[GIVEN PASSAGE]:
VANCOUVER -- After a lacklustre start that saw phone lines unable to handle the high volume of calls from people looking to book COVID-19 vaccine appointments, B.C.'s regional call centres are now running smoothly, health officials said Thursday.
The phone system's days are numbered, however, as the province moves to introduce an online booking platform on April 6.
Dr. Penny Ballem, the executive lead for B.C.'s vaccination rollout team, told reporters during a news conference that there are "virtually no wait times" on the province's vaccine-booking hotlines, which operate within each of B.C.'s regional health authorities.
She attributed the improved performance to the finer segmentation of the province's vaccine rollout, which now opens appointments to everyone born in a single year, rather than in five-year increments.
"We're scheduling even more people every day," Ballem said. "So, segmentation of the age groups seems pretty practical and simple … It's really about protecting our public from having to wait in long queues that are not necessary."
The regional phone lines will remain operational until April 6, at which point they will be replaced by the online system and a single, province-wide phone number.
Appointments booked through the call centres will be for dates up to April 18, and B.C. has been vaccinating about 20,000 people per day, Ballem said.

[DATA EXCERPTS]:
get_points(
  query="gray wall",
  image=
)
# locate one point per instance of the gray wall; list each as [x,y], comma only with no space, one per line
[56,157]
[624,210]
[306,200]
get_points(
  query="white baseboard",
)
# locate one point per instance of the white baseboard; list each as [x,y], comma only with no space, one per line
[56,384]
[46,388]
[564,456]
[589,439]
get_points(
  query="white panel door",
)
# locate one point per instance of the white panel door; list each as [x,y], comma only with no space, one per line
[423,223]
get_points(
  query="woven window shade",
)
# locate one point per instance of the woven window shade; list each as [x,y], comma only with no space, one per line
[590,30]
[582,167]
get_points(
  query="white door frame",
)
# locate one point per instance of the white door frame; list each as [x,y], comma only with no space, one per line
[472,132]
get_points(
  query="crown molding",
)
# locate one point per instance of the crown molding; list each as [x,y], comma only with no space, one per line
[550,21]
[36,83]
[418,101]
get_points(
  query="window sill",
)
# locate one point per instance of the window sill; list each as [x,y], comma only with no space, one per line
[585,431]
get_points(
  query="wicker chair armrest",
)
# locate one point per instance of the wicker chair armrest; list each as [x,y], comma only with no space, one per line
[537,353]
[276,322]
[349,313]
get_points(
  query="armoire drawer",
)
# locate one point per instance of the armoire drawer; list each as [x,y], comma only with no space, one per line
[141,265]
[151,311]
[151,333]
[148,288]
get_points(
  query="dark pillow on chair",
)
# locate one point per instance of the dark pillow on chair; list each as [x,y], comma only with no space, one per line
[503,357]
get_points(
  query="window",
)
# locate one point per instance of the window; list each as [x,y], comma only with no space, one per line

[WHAT YOU SHOULD DO]: Duplicate the part of the news report on B.C.'s vaccine booking lines starting with "She attributed the" and going on through "in five-year increments.". Nothing in the rows is needed here.

[RESULT]:
She attributed the improved performance to the finer segmentation of the province's vaccine rollout, which now opens appointments to everyone born in a single year, rather than in five-year increments.